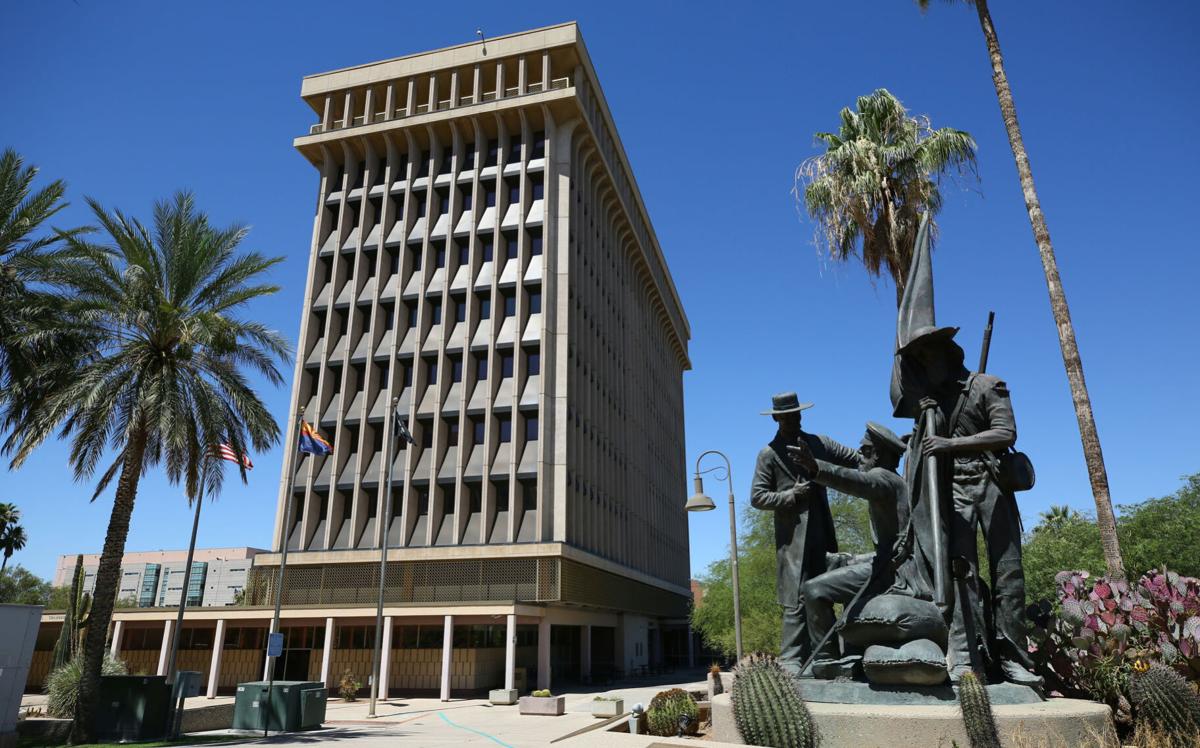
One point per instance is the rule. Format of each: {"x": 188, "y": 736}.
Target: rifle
{"x": 987, "y": 343}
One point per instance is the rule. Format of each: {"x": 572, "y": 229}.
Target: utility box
{"x": 312, "y": 707}
{"x": 132, "y": 707}
{"x": 279, "y": 711}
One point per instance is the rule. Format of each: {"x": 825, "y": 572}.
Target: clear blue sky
{"x": 717, "y": 105}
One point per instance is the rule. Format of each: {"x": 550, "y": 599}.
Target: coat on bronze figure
{"x": 804, "y": 530}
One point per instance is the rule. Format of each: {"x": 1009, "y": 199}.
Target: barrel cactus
{"x": 977, "y": 716}
{"x": 665, "y": 712}
{"x": 767, "y": 708}
{"x": 1164, "y": 699}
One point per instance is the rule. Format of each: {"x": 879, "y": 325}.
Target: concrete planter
{"x": 504, "y": 696}
{"x": 607, "y": 707}
{"x": 544, "y": 706}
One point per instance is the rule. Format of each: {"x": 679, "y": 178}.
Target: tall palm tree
{"x": 25, "y": 252}
{"x": 165, "y": 380}
{"x": 12, "y": 539}
{"x": 879, "y": 174}
{"x": 1091, "y": 441}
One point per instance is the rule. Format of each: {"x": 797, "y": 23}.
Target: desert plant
{"x": 63, "y": 684}
{"x": 977, "y": 716}
{"x": 1163, "y": 699}
{"x": 666, "y": 710}
{"x": 1085, "y": 645}
{"x": 348, "y": 687}
{"x": 767, "y": 708}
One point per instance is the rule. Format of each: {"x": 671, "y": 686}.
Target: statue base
{"x": 928, "y": 724}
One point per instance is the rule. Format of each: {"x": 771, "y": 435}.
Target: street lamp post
{"x": 701, "y": 502}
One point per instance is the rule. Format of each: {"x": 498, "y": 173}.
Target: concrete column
{"x": 544, "y": 653}
{"x": 447, "y": 648}
{"x": 215, "y": 665}
{"x": 691, "y": 647}
{"x": 165, "y": 650}
{"x": 385, "y": 657}
{"x": 325, "y": 653}
{"x": 586, "y": 652}
{"x": 510, "y": 651}
{"x": 118, "y": 632}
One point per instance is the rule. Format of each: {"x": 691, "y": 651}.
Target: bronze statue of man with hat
{"x": 964, "y": 422}
{"x": 876, "y": 480}
{"x": 804, "y": 530}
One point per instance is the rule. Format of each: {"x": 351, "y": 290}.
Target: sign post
{"x": 274, "y": 650}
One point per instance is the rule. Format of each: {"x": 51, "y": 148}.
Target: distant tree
{"x": 12, "y": 539}
{"x": 1072, "y": 361}
{"x": 1153, "y": 533}
{"x": 761, "y": 614}
{"x": 18, "y": 586}
{"x": 880, "y": 172}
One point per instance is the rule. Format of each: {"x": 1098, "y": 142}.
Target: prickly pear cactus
{"x": 767, "y": 707}
{"x": 977, "y": 714}
{"x": 1165, "y": 700}
{"x": 666, "y": 707}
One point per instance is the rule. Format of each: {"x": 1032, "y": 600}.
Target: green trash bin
{"x": 312, "y": 707}
{"x": 132, "y": 707}
{"x": 280, "y": 712}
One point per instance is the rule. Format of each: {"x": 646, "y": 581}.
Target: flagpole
{"x": 377, "y": 676}
{"x": 173, "y": 669}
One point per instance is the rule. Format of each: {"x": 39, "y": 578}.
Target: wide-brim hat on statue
{"x": 927, "y": 335}
{"x": 885, "y": 438}
{"x": 786, "y": 402}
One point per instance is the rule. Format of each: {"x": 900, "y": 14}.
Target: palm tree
{"x": 27, "y": 360}
{"x": 879, "y": 173}
{"x": 12, "y": 539}
{"x": 165, "y": 380}
{"x": 1091, "y": 441}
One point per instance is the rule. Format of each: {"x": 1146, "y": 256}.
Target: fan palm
{"x": 879, "y": 173}
{"x": 12, "y": 539}
{"x": 1072, "y": 361}
{"x": 165, "y": 380}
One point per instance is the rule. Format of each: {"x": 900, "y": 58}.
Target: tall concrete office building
{"x": 481, "y": 255}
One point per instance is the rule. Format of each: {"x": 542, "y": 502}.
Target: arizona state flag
{"x": 312, "y": 442}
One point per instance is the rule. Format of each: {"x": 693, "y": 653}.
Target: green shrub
{"x": 63, "y": 684}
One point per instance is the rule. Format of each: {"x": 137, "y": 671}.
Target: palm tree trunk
{"x": 1091, "y": 441}
{"x": 105, "y": 596}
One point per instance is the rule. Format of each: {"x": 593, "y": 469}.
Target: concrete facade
{"x": 155, "y": 579}
{"x": 481, "y": 253}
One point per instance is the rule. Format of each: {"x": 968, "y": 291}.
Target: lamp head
{"x": 700, "y": 501}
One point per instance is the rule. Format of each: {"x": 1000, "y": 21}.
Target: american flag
{"x": 227, "y": 453}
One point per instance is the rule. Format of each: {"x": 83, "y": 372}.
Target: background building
{"x": 155, "y": 579}
{"x": 481, "y": 255}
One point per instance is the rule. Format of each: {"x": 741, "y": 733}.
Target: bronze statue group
{"x": 916, "y": 611}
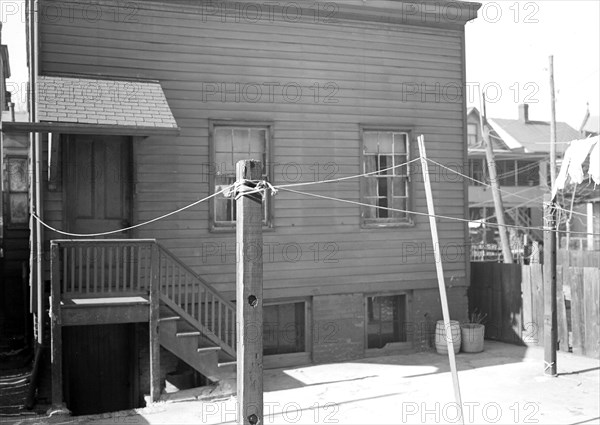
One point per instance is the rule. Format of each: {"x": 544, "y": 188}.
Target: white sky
{"x": 507, "y": 49}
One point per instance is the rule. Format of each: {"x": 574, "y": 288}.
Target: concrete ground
{"x": 505, "y": 384}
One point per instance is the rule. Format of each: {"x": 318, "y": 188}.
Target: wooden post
{"x": 440, "y": 274}
{"x": 249, "y": 297}
{"x": 154, "y": 324}
{"x": 489, "y": 154}
{"x": 550, "y": 326}
{"x": 552, "y": 126}
{"x": 55, "y": 329}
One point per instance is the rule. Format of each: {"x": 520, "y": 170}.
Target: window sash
{"x": 386, "y": 186}
{"x": 284, "y": 328}
{"x": 230, "y": 145}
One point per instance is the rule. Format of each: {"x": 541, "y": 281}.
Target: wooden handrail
{"x": 120, "y": 267}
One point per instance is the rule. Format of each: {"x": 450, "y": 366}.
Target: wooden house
{"x": 144, "y": 108}
{"x": 522, "y": 155}
{"x": 14, "y": 215}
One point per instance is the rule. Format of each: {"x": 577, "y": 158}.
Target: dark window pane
{"x": 284, "y": 329}
{"x": 386, "y": 320}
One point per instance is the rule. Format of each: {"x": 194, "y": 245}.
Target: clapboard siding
{"x": 372, "y": 66}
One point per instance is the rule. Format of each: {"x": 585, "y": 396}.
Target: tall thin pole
{"x": 550, "y": 322}
{"x": 498, "y": 205}
{"x": 552, "y": 126}
{"x": 440, "y": 274}
{"x": 249, "y": 296}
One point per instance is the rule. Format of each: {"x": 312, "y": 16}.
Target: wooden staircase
{"x": 183, "y": 340}
{"x": 195, "y": 322}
^^^^^^^^
Pictures are to be left out, while the records are copied word for word.

> _SOLUTION_
One point per instance is the rule. Format of each: {"x": 188, "y": 736}.
Target: rifle
{"x": 987, "y": 343}
One point per instance is the rule. Format of each: {"x": 572, "y": 229}.
Target: utility box
{"x": 312, "y": 707}
{"x": 132, "y": 707}
{"x": 279, "y": 711}
One point per instance is the rule. Format of each: {"x": 825, "y": 572}.
Target: clear blue sky
{"x": 717, "y": 105}
One point per instance is the rule. Format of each: {"x": 550, "y": 599}.
Target: coat on bronze figure
{"x": 804, "y": 530}
One point per instance is the rule. Format of each: {"x": 1009, "y": 199}.
Target: barrel cactus
{"x": 977, "y": 716}
{"x": 665, "y": 712}
{"x": 767, "y": 708}
{"x": 1164, "y": 699}
One point per instance is the rule. Format of each: {"x": 879, "y": 325}.
Target: concrete planter
{"x": 504, "y": 696}
{"x": 607, "y": 707}
{"x": 544, "y": 706}
One point per instance is the rule. Format of each: {"x": 679, "y": 178}.
Target: tall palm tree
{"x": 25, "y": 252}
{"x": 165, "y": 380}
{"x": 12, "y": 539}
{"x": 879, "y": 174}
{"x": 1091, "y": 441}
One point per instance is the rule. Format of each: {"x": 797, "y": 23}.
Target: desert plant
{"x": 63, "y": 684}
{"x": 977, "y": 716}
{"x": 1163, "y": 699}
{"x": 666, "y": 710}
{"x": 1085, "y": 645}
{"x": 348, "y": 687}
{"x": 767, "y": 708}
One point per instance is the rule. Format of each: {"x": 671, "y": 686}.
Target: statue base
{"x": 928, "y": 724}
One point per instance is the rule. Format of each: {"x": 771, "y": 435}.
Target: street lamp post
{"x": 701, "y": 502}
One point per instance is the rule. Format of each: {"x": 498, "y": 173}.
Target: concrete column
{"x": 544, "y": 653}
{"x": 447, "y": 648}
{"x": 215, "y": 665}
{"x": 691, "y": 647}
{"x": 165, "y": 650}
{"x": 385, "y": 657}
{"x": 325, "y": 653}
{"x": 586, "y": 652}
{"x": 510, "y": 651}
{"x": 118, "y": 632}
One point per instance is the rule. Format of each: {"x": 691, "y": 651}.
Target: bronze statue of man with hat
{"x": 964, "y": 422}
{"x": 876, "y": 480}
{"x": 804, "y": 530}
One point per instance is the rule. Format of each: {"x": 351, "y": 290}.
Target: sign post
{"x": 274, "y": 650}
One point per instance is the rule. Format of each: {"x": 51, "y": 148}.
Target: distant tree
{"x": 12, "y": 539}
{"x": 1072, "y": 361}
{"x": 1153, "y": 533}
{"x": 761, "y": 614}
{"x": 18, "y": 586}
{"x": 880, "y": 172}
One point per instance is the rule. Format of each: {"x": 1098, "y": 142}.
Target: prickly pear cactus
{"x": 767, "y": 707}
{"x": 977, "y": 714}
{"x": 1165, "y": 700}
{"x": 666, "y": 707}
One point per instance is the rule. Format of each: {"x": 1032, "y": 600}.
Target: green trash bin
{"x": 312, "y": 707}
{"x": 132, "y": 707}
{"x": 280, "y": 712}
One point per instance is the rule. Format of each: {"x": 646, "y": 581}.
Target: flagpole
{"x": 377, "y": 676}
{"x": 173, "y": 669}
One point per instance is the rule. Format of each: {"x": 39, "y": 578}.
Target: wide-brim hat on statue
{"x": 927, "y": 335}
{"x": 885, "y": 438}
{"x": 786, "y": 402}
One point per instance is the rule. Format of each: {"x": 900, "y": 14}.
Target: palm tree
{"x": 27, "y": 360}
{"x": 879, "y": 173}
{"x": 12, "y": 539}
{"x": 165, "y": 380}
{"x": 1091, "y": 441}
One point per instance is the rule. Format of each: {"x": 1146, "y": 256}.
Target: fan palm
{"x": 879, "y": 173}
{"x": 12, "y": 539}
{"x": 1072, "y": 361}
{"x": 165, "y": 380}
One point per instance is the rule. Format of each: {"x": 900, "y": 58}.
Target: tall concrete office building
{"x": 481, "y": 255}
One point per instance is the rule. Format of each: {"x": 542, "y": 502}.
Target: arizona state flag
{"x": 312, "y": 442}
One point per instance is the rule. Format of each: {"x": 693, "y": 653}.
Target: green shrub
{"x": 63, "y": 684}
One point per instance is the rule. Format of each: {"x": 137, "y": 671}.
Target: palm tree trunk
{"x": 1091, "y": 441}
{"x": 105, "y": 596}
One point per instance is the rule. Format of each: {"x": 593, "y": 469}.
Target: concrete facade
{"x": 155, "y": 579}
{"x": 481, "y": 253}
One point per instance is the rule. Format of each: {"x": 968, "y": 291}.
Target: lamp head
{"x": 700, "y": 501}
One point per instance is the rule. Format of each: {"x": 1000, "y": 21}.
Target: american flag
{"x": 227, "y": 453}
One point per instance is the rule. Format of each: {"x": 83, "y": 372}.
Target: background building
{"x": 155, "y": 579}
{"x": 481, "y": 255}
One point per instance is the rule. Format of each: {"x": 741, "y": 733}.
Target: bronze statue group
{"x": 916, "y": 611}
One point per instance is the rule. Format of each: {"x": 544, "y": 188}.
Target: white sky
{"x": 507, "y": 49}
One point per instance is the rule. Format of each: {"x": 574, "y": 288}.
Target: concrete ground
{"x": 505, "y": 384}
One point per instance is the rule. Format of each: {"x": 318, "y": 188}.
Target: wooden post
{"x": 440, "y": 274}
{"x": 249, "y": 297}
{"x": 154, "y": 324}
{"x": 489, "y": 154}
{"x": 550, "y": 326}
{"x": 552, "y": 126}
{"x": 55, "y": 329}
One point per instance is the rule. Format of each: {"x": 520, "y": 170}.
Target: window sash
{"x": 386, "y": 186}
{"x": 284, "y": 328}
{"x": 230, "y": 145}
One point per instance is the rule. Format of each: {"x": 541, "y": 281}.
Target: wooden handrail
{"x": 120, "y": 267}
One point per instance is the rule. Format of each: {"x": 450, "y": 366}.
Target: wooden house
{"x": 144, "y": 108}
{"x": 522, "y": 155}
{"x": 14, "y": 215}
One point per instance is the rule. Format of each: {"x": 577, "y": 158}.
Target: dark window pane
{"x": 284, "y": 329}
{"x": 386, "y": 320}
One point per instance is the rule. Format of each: {"x": 194, "y": 245}.
Target: clapboard siding
{"x": 372, "y": 66}
One point per instance is the rule. Format of each: {"x": 585, "y": 396}.
Target: tall thin pole
{"x": 550, "y": 322}
{"x": 498, "y": 205}
{"x": 552, "y": 126}
{"x": 440, "y": 274}
{"x": 249, "y": 296}
One point per instance is the rule. Format of each: {"x": 312, "y": 16}.
Target: wooden staircase
{"x": 183, "y": 340}
{"x": 195, "y": 322}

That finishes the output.